___ Exercise material ___

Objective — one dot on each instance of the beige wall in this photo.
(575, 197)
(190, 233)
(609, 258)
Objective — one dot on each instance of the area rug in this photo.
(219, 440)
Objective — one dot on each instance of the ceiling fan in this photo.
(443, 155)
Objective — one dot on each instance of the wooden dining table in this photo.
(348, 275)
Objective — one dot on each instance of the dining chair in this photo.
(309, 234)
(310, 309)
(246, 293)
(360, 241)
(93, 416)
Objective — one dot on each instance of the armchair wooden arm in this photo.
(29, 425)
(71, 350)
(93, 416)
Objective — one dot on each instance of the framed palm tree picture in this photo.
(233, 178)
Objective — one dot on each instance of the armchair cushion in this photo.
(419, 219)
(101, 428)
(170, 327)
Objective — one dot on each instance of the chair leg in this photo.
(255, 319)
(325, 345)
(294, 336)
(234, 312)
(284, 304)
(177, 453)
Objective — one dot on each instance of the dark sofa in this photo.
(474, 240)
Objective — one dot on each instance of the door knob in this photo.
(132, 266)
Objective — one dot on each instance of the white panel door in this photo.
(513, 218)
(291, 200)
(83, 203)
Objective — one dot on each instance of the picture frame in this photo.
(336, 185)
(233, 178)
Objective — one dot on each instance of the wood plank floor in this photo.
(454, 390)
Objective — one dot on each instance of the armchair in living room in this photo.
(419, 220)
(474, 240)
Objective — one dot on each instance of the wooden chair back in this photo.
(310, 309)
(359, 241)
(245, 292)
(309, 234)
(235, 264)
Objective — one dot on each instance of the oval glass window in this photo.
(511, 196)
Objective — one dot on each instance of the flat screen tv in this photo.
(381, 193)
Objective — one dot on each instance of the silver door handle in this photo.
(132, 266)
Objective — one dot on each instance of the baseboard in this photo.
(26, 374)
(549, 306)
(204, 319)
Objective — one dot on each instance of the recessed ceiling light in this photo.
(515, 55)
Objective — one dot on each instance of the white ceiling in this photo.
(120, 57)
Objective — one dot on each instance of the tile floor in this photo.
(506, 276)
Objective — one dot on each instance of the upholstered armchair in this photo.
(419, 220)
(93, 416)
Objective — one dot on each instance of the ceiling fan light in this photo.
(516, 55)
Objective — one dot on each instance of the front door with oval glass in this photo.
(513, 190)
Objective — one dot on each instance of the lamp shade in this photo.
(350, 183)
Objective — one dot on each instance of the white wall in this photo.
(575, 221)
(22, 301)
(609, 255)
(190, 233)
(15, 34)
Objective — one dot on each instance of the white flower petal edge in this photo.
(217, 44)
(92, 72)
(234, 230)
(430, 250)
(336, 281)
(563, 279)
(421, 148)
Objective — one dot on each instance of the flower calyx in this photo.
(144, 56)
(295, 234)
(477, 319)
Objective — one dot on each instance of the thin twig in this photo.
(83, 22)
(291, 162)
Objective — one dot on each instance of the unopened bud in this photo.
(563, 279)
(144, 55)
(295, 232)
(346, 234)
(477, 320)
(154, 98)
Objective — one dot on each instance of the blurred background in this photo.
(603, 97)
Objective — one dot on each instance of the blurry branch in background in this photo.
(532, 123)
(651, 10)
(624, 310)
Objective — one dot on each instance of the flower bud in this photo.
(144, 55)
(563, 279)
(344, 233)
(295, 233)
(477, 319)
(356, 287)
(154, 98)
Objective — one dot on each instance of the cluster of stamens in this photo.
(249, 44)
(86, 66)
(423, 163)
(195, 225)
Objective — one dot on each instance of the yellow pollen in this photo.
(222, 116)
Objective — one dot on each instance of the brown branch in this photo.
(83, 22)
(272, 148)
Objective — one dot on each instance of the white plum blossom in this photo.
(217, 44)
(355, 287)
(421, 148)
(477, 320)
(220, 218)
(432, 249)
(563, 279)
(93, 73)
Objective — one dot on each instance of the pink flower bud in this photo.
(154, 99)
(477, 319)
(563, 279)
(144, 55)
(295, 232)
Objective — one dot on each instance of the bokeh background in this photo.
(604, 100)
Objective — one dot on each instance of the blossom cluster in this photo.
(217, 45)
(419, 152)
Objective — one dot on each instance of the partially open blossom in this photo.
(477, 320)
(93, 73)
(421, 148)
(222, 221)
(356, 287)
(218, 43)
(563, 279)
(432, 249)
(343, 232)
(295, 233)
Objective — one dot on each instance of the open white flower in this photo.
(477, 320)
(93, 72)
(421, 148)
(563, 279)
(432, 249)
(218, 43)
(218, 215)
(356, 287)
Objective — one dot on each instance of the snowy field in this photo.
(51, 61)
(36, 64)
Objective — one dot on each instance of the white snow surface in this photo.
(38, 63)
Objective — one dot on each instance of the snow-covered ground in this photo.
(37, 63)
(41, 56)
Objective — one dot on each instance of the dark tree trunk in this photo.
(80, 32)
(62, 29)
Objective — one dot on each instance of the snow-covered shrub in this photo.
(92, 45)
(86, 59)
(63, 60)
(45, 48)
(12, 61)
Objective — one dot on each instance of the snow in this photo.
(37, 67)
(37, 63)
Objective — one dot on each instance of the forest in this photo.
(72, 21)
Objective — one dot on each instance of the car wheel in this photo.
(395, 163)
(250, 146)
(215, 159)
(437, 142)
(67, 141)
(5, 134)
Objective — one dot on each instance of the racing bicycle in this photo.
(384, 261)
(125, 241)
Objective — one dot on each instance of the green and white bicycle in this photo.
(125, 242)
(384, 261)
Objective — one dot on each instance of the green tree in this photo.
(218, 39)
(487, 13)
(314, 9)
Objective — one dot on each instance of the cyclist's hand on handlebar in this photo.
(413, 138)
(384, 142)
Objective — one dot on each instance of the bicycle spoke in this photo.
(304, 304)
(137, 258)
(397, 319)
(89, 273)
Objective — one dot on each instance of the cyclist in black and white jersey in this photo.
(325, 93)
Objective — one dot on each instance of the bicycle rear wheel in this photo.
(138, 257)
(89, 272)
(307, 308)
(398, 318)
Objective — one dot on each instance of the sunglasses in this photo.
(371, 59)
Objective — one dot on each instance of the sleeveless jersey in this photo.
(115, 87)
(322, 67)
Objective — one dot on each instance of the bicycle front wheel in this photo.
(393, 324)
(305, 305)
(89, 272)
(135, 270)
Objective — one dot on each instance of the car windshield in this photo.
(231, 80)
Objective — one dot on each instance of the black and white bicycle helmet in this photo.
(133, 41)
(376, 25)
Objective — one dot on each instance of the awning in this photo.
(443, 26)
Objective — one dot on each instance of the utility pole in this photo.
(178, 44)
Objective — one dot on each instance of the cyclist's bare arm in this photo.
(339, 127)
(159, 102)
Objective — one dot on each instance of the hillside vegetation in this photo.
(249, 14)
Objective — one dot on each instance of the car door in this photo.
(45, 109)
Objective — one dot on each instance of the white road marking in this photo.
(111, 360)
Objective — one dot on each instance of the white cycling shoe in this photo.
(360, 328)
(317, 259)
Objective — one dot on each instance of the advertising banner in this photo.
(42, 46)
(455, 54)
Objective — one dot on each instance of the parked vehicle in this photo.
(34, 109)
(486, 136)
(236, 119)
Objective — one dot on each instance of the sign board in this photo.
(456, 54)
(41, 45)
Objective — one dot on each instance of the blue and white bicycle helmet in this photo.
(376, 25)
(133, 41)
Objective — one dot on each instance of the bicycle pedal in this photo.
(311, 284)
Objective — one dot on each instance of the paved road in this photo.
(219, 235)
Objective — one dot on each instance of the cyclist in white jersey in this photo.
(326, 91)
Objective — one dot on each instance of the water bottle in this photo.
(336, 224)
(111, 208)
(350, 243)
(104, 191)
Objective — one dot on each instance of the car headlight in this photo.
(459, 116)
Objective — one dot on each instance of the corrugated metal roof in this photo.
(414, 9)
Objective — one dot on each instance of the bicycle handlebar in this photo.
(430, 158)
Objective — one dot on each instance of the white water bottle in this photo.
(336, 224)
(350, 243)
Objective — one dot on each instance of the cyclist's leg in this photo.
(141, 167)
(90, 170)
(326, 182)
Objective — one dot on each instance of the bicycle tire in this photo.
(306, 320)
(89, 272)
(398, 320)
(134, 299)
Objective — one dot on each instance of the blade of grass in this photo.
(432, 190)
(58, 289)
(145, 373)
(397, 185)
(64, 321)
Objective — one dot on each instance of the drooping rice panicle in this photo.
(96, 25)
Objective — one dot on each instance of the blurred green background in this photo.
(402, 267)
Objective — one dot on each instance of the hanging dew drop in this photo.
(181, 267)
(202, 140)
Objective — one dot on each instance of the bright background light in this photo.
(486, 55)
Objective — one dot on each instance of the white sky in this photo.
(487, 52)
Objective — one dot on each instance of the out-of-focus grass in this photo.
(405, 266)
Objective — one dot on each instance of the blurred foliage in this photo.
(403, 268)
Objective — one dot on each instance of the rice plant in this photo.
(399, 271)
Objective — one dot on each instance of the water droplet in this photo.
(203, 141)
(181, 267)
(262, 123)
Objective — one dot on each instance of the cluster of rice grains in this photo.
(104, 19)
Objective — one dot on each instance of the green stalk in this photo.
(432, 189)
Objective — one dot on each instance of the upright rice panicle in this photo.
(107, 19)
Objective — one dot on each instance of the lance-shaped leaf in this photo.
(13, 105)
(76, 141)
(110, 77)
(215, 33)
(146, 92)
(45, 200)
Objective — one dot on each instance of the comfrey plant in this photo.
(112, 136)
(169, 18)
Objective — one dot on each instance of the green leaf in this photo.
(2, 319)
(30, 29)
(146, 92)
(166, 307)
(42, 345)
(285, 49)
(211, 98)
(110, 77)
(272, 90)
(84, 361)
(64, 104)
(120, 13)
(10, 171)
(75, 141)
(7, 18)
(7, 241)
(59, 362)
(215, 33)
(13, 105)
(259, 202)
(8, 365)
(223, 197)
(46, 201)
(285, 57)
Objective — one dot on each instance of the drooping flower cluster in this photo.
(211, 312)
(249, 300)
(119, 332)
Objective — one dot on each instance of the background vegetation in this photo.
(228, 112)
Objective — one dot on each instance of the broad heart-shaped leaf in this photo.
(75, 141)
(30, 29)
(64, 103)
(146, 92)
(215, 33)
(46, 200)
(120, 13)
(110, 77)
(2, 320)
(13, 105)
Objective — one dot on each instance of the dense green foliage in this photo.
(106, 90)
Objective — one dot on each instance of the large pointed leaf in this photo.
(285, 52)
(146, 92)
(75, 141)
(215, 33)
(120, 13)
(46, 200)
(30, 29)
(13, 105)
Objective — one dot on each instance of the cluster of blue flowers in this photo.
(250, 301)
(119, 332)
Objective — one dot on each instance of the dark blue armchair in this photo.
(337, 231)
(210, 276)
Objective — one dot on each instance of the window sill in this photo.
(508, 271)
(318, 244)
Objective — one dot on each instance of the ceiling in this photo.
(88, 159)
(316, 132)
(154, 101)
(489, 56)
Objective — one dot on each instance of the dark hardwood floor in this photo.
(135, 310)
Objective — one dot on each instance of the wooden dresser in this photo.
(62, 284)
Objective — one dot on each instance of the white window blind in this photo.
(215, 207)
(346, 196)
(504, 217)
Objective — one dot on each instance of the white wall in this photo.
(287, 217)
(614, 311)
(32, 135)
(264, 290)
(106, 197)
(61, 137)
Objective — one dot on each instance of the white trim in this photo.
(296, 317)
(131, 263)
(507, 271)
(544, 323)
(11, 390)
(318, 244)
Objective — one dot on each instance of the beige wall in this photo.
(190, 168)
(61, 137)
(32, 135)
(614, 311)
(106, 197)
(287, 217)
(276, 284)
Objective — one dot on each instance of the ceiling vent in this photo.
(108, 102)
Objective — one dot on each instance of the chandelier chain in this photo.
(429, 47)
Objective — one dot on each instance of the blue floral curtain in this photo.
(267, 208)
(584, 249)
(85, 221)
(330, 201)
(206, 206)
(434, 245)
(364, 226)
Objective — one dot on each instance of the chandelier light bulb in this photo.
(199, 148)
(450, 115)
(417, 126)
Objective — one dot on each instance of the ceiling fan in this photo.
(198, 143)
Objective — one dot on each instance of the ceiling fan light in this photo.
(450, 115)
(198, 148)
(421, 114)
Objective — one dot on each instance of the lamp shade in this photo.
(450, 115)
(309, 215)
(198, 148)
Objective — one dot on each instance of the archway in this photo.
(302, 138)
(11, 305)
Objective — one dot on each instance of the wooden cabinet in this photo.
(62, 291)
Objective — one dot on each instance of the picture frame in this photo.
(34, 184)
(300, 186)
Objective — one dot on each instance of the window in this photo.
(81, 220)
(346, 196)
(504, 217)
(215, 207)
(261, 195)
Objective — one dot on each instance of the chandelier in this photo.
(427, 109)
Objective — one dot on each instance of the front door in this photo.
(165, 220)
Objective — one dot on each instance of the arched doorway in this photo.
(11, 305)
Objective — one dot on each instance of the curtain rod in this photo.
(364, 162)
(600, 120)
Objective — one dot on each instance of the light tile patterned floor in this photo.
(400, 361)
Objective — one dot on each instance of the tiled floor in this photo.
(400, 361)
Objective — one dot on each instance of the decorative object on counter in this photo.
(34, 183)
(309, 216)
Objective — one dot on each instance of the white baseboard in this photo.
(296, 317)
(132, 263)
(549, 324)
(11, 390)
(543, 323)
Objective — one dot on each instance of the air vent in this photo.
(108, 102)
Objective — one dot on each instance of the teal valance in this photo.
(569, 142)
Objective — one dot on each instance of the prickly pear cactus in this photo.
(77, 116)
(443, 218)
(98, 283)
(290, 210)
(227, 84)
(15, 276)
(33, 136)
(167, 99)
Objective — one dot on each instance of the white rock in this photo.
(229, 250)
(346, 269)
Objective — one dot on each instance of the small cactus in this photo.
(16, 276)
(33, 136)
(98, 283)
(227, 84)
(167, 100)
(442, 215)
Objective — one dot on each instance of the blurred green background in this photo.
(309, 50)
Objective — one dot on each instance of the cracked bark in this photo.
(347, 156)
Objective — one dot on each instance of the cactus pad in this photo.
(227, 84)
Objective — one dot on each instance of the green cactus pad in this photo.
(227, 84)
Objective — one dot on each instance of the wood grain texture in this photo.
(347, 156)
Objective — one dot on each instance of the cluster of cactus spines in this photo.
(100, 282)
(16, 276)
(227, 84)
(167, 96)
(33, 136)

___

Brief: Print exactly the lines from the one with "Objective — one dot on each instance of the cracked" through the end of the data, inclusive.

Finished answer:
Objective — one dot on each instance of the cracked bark in this photo.
(347, 156)
Objective — one dot on each instance of the cactus pad in this photo.
(227, 84)
Objective — one dot on each instance of the green cactus pad in this photo.
(227, 84)
Objective — one dot on each instance of the wood grain texture in this photo.
(347, 156)
Objective — one dot on each instance of the cluster of cactus spines in this photo.
(100, 282)
(16, 276)
(227, 84)
(167, 96)
(33, 136)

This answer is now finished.